• _Short exercise_
Swap each "marker" in the records below for "point", and write all the lines out again with nothing else changed.

===== Entries shown =====

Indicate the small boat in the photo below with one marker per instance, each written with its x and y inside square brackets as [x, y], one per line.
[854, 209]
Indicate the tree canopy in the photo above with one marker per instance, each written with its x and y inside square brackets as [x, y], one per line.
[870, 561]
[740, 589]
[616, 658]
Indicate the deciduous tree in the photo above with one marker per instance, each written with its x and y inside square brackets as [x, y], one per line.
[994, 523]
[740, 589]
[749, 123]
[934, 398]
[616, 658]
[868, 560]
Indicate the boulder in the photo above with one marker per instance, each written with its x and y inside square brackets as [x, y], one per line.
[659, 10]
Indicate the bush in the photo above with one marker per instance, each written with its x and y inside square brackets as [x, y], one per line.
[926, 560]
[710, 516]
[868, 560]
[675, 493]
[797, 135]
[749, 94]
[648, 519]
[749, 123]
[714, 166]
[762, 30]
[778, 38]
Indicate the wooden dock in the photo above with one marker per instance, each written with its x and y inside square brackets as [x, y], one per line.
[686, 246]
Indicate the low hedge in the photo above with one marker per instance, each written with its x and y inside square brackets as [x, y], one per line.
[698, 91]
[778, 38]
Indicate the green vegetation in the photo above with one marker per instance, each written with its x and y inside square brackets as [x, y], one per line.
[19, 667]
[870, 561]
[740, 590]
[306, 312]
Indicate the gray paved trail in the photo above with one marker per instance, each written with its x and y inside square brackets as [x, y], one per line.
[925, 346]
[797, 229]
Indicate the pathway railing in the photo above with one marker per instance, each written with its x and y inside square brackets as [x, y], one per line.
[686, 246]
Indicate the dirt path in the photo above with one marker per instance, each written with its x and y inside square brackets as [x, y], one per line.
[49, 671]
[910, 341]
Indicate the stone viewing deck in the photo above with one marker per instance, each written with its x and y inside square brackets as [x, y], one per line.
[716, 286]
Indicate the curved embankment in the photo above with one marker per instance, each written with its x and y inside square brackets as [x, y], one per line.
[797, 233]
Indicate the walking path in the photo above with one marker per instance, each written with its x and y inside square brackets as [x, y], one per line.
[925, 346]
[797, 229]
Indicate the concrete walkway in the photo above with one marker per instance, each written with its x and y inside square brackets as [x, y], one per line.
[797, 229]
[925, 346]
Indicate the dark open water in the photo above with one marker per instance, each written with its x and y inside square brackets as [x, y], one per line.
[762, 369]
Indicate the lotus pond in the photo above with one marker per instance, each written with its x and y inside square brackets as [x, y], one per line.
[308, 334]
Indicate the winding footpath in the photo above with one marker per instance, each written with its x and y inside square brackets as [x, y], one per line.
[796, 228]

=====

• _In response_
Indicate the small boat in the photo below with one point per instance, each written with its x and y inside square brackets as [x, y], one per line.
[854, 209]
Indicate the tree canopy in the photo above with one point per instance, each written with its x and y inside square brackets as [x, y], one per line.
[870, 561]
[740, 589]
[616, 658]
Indicate the deciduous tree in the photo above with one point per instance, each written with its x and y inside square brackets as [x, y], one per line.
[994, 523]
[740, 589]
[749, 123]
[934, 398]
[616, 658]
[868, 560]
Indicate the boulder in the photo above with one point per instance, each written with its x and y inside square brackets as [x, y], one per line.
[659, 10]
Indicate the bush in the photo above with one point per instance, each written with its x and y inside square brackets as [x, y], one per line.
[926, 560]
[710, 516]
[868, 560]
[675, 493]
[797, 135]
[749, 94]
[648, 519]
[749, 123]
[714, 166]
[762, 30]
[778, 38]
Indicate the wooden dock in the photo above with one point per instance, each written with its x and y inside square brackets as [x, y], one per line.
[686, 246]
Indicate the low hedge in the photo above with one point per instance, each written with its x and y inside square brackets as [x, y], one per line.
[698, 91]
[778, 38]
Indicate the green vegetation in the photo above with one point per instance, each written with its x and y inside square brackets as [x, y], one per line.
[19, 667]
[870, 561]
[740, 590]
[306, 312]
Indicate the gray paved trail in the photo above with one point per instance, each written with its x and y inside square brackets as [x, y], one per line.
[925, 346]
[797, 229]
Indicate the pathway railing in the photo above with one point per instance, each written with its x and y inside square brackets as [x, y], one per line.
[686, 246]
Indicate the dirt path in the photo above with one point per instance, each written with its x and y inside square brackets as [x, y], one per line.
[49, 671]
[910, 341]
Indicate the stone viewing deck in the photo above with one point per instance, each written with its x and y inside square brackets as [x, y], one per line.
[716, 286]
Indicate the curved embankment in the photo above with one point per instance, each written with its x and y inside square brackets as [x, y], one per line.
[797, 233]
Indicate the walking path in the photo above with one point per instance, each written with its x and y inside square brackets as [x, y], one per line.
[925, 346]
[797, 229]
Indicate the concrete walkway in the photo above with one point per instance, each written with its x and y inside square brackets as [x, y], one per line.
[797, 229]
[925, 346]
Indicate the dark open water in the photo above with one point per instance, each written with its x and y inside square brackets as [x, y], one per line.
[762, 369]
Indicate the lotus pond in the photo above with one point per instance, each written with its x and y inside square brackets as [x, y], one per line.
[308, 334]
Indicate the winding footpath in the photo above with one point per instance, each written with its x and y inside square brackets as [x, y], one per line.
[796, 228]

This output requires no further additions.